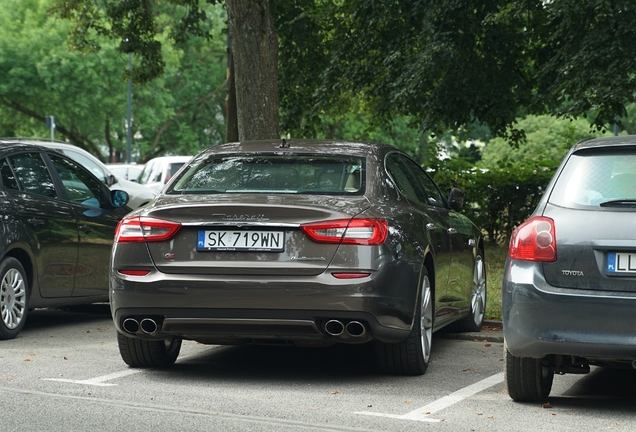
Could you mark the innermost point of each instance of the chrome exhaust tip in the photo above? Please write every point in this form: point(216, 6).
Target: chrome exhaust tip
point(130, 325)
point(334, 327)
point(149, 326)
point(355, 329)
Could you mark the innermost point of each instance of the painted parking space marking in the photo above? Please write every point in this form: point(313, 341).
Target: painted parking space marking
point(99, 381)
point(424, 413)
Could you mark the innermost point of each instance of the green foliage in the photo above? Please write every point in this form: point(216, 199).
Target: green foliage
point(134, 24)
point(499, 198)
point(179, 113)
point(547, 138)
point(450, 64)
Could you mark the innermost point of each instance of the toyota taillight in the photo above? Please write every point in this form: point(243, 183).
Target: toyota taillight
point(534, 240)
point(144, 229)
point(369, 232)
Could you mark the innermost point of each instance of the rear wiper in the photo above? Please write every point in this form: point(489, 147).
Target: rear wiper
point(619, 203)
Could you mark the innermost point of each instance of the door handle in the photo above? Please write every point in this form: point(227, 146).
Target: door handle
point(85, 228)
point(36, 222)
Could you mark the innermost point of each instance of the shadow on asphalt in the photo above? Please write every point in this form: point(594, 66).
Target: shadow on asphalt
point(274, 363)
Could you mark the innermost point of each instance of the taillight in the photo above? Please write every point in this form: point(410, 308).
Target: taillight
point(534, 240)
point(144, 229)
point(134, 272)
point(370, 232)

- Activity
Select all lines with the word "each" from the entries above.

- Finished exercise
Could you mark the innermost point of each instance of the chrome exhaust tip in the photo above? Please write every point in this form: point(216, 6).
Could you mark the innermost point of each instance of the painted parking space marking in the photo above? Please write every point in this form: point(313, 341).
Could you mark the innermost point of each instance of the green foliage in the photo above? Please write every point in this form: point(216, 199).
Could you mark the innermost point of each instance of the toyota taillight in the photo above? Please write every point in this form: point(243, 183).
Could you mark the innermost point of each instance of the rear wiper in the photo above? Please write every point in this form: point(489, 147).
Could you mark the innermost point of each instance of the door handle in the photo above? Please write every point in this form: point(227, 146).
Could you mark the innermost point of each instance of the shadow on asphalt in the photo above? Please write every point in this form: point(594, 66).
Could you mark the innermost point of each instance of the taillight in the photo above? Please write every point in this form: point(410, 308).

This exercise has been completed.